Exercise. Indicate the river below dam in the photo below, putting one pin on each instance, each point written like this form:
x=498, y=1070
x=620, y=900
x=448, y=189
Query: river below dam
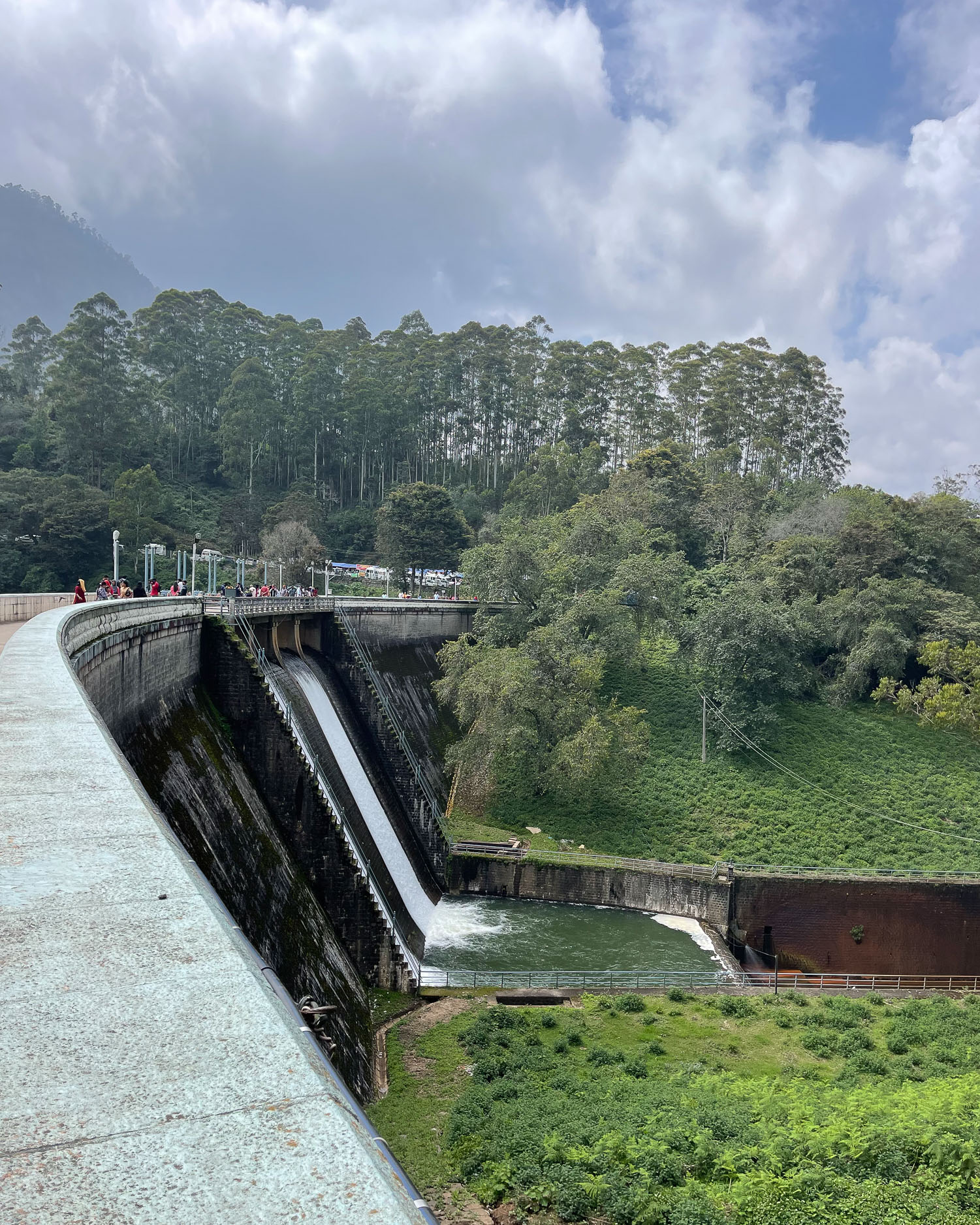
x=500, y=934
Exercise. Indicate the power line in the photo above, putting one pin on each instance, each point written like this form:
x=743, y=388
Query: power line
x=816, y=787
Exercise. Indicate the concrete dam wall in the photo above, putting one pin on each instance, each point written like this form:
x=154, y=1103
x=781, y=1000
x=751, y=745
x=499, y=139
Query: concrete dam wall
x=153, y=1060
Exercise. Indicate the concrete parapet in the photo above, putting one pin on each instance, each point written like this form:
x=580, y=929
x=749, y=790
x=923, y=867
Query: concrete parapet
x=22, y=605
x=693, y=899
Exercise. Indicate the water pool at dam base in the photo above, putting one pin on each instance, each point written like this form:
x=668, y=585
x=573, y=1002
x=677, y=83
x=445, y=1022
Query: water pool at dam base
x=503, y=934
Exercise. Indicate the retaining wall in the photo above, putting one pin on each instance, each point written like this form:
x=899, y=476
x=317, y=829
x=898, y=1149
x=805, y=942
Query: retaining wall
x=693, y=899
x=909, y=927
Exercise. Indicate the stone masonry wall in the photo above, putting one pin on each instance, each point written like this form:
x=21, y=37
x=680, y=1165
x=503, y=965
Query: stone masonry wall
x=707, y=900
x=259, y=733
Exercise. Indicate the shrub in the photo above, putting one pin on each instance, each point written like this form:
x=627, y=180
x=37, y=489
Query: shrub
x=736, y=1006
x=869, y=1061
x=821, y=1044
x=603, y=1057
x=854, y=1040
x=797, y=998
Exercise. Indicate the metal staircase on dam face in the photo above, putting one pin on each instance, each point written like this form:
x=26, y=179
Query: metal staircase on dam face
x=360, y=858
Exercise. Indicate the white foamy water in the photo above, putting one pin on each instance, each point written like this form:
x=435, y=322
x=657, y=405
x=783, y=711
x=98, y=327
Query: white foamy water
x=417, y=900
x=465, y=927
x=693, y=929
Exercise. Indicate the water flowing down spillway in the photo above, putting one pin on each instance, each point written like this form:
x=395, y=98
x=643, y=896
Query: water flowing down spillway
x=498, y=934
x=417, y=902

• • • •

» **Your assignment**:
Write out only the lines that run from the line containing "x=499, y=139" through the line containing "x=805, y=942", both included, exactly as they appear above.

» **Answer box**:
x=499, y=139
Query: concrete dam wall
x=153, y=1060
Exercise. Indicate the concrete parapet in the photo above, putting one pin on each instance, each point written like this form:
x=580, y=929
x=749, y=790
x=923, y=867
Query: concrete parapet
x=22, y=605
x=693, y=899
Exercise. Indicate the water pool at dam base in the photo above, putting one pin on each instance, each point written like this form:
x=668, y=585
x=573, y=1002
x=677, y=83
x=445, y=1022
Query: water pool at dam base
x=503, y=934
Exercise. Indicate the retaining wall in the photo above, putting one pin on each instance, each point written like this form:
x=899, y=476
x=317, y=829
x=898, y=1149
x=805, y=942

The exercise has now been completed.